## What needs to be done
In the records below, find the line containing "# give x and" and retype it and every line after it exactly, adding nothing.
((
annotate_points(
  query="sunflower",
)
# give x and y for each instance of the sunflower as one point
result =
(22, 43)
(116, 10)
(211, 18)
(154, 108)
))
## Final answer
# give x and y for each instance of the sunflower as one point
result =
(22, 43)
(116, 10)
(211, 18)
(154, 108)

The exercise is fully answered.